> [Questions sur le texte]:
a) Recopiez le passage du texte sur la coopération entre professionnels de santé qui va de « En revanche, c’est » jusqu'à « transfert, nouveaux métiers…) ».
b) D'après le texte sur la coopération entre professionnels de santé, par quelle voie seront définies les activités relevant d'une pratique avancée ?
[Texte à étudier]
En revanche, c’est bien la coopération entre professionnels dont il est question lorsque les différentes disciplines médicales concernées et les équipes de sage-femme doivent travailler ensemble pour faire émerger les nouveaux espaces physiologiques de la grossesse (recommandation HAS 2008 : Délégation, transfert, nouveaux métiers…)

 

Alors, comment favoriser les formes nouvelles de coopération entre professionnels de santé et qu’en est-il des ressources mobilisables pour investir cet espace de coopération ?

Le développement des métiers intermédiaires de santé ne peut pas faire l’économie d’allouer les ressources nécessaires à la construction d’un espace de coopération. Même si ces auxiliaires exerceront dans une équipe de soins, ceux-ci se verraient confiés la pleine responsabilité de leur nouveau domaine d’intervention. Le professionnel agissant dans le cadre de la pratique avancée, il est responsable des actes qu’il réalise dans ce cadre. L’institution d’un nouvel acteur avec un autre partage de responsabilités, impose un travail collectif pour faire émerger de nouvelles façons de travailler ensemble.

De multiples parcours de soins comme ceux qui concernent les disciplines des plateaux techniques avec l’anesthésie ; la chirurgie ou la radiologie, pourraient ainsi être redéfinis. Dans l’état, c’est par voie réglementaire que les activités qui seront redevables d’une pratique avancée seront définies (décret en conseil d’état après avis de l’académie de médecine et représentants des professionnels concernés (L 4301-1). Là encore, si les textes parlent des conditions de formations initiales sanctionnées par un diplôme, ils sont silencieux sur les ressources à mobiliser au sein des équipes pour accompagner le changement.

Le projet médical structure la coopération entre professionnels

L’hôpital public est un formidable espace de coopération professionnelle, vecteur de sa modernisation et de son efficience. Le moteur de cette transformation créatrice, c’est l’équipe multidisciplinaire et pluri professionnelle qui coopère pour un projet médical. Ces expériences passées ont été conduites avant tout par des équipes multidisciplinaires.Avec les pratiques avancées, son extension à une coopération pluri-professionnelle est encore plus d’actualité. De même, une reconfiguration des périmètres de responsabilités entre les professions historiques et les nouvelles qui s’appuient sur des technologies de télédiagnostics ne peut pas faire l’économie d’un espace d’expérimentation où ces différents professionnels travaillent ensemble. Les GHT représentent des opportunités d'innovation mais ces groupements n’ont de sens que si ils sont subordonnés à un projet médical partagé non pas seulement entre les organisations constitutives du groupement, mais entre les professionnels qui en sont les acteurs de soins.
[/Texte à étudier]
[Données affichées]
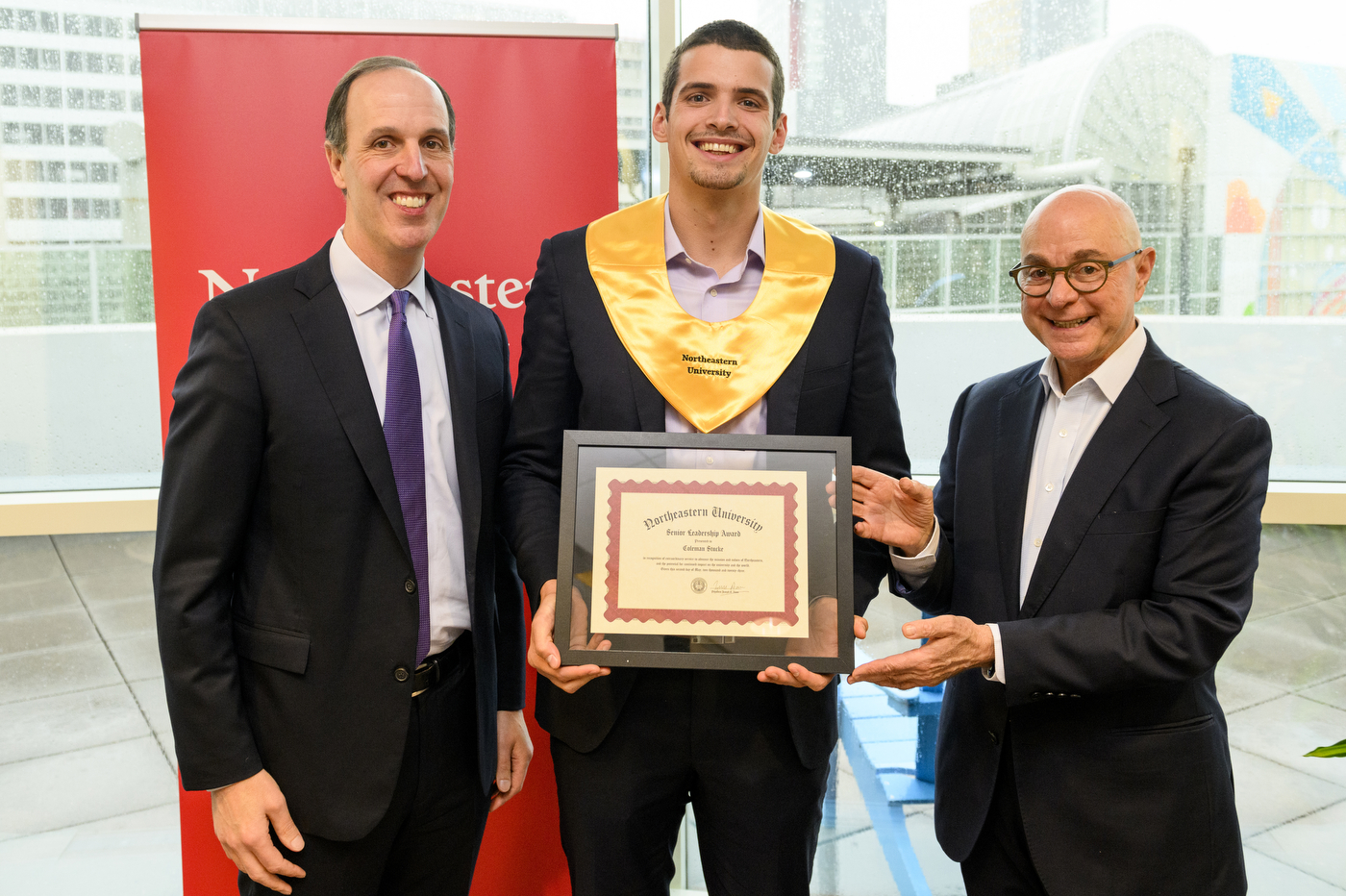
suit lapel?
[/Données affichées]
> [Corrigé]:
a)
En revanche, c’est bien la coopération entre professionnels dont il est question lorsque les différentes disciplines médicales concernées et les équipes de sage-femme doivent travailler ensemble pour faire émerger les nouveaux espaces physiologiques de la grossesse (recommandation HAS 2008 : Délégation, transfert, nouveaux métiers…)

b) Elles seront définies par voie réglementaire, par un décret en Conseil d'État.